-- Opening Marker --
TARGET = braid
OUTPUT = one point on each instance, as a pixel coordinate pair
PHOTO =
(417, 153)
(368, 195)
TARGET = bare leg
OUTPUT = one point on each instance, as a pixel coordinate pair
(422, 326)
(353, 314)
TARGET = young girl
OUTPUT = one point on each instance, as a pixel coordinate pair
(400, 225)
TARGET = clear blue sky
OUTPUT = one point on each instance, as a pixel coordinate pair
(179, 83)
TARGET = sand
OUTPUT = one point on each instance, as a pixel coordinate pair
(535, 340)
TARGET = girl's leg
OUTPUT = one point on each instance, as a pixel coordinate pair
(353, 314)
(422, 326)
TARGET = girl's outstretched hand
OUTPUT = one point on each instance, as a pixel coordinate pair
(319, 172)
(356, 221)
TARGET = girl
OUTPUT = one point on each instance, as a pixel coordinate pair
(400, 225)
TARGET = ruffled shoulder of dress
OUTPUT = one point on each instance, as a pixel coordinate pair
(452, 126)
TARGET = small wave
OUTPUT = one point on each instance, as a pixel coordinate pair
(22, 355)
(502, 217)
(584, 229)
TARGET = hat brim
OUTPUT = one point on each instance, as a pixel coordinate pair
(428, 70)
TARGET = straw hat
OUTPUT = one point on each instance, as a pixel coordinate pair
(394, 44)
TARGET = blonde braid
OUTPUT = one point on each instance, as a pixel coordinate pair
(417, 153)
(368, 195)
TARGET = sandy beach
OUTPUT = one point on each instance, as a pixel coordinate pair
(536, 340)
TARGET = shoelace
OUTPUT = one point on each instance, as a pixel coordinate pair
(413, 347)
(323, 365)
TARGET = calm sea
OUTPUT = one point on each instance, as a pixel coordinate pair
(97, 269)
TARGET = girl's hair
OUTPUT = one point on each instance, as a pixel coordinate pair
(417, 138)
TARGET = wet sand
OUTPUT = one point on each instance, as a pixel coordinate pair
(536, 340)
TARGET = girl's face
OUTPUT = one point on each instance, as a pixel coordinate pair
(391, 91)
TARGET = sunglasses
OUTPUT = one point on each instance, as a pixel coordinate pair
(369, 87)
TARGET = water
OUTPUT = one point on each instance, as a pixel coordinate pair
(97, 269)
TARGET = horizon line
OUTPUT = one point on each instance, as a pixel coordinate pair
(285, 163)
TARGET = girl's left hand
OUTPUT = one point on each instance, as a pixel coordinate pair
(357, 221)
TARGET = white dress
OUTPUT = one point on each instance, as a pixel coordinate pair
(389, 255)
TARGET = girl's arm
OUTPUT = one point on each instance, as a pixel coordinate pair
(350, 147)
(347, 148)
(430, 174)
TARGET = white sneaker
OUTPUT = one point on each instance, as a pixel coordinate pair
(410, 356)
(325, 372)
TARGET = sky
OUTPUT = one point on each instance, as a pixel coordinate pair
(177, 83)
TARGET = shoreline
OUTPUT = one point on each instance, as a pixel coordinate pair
-- Closing Marker --
TASK BRIEF: If a line in the data holds the word "dress", count it, then state the total alone.

FINISHED EXERCISE: 2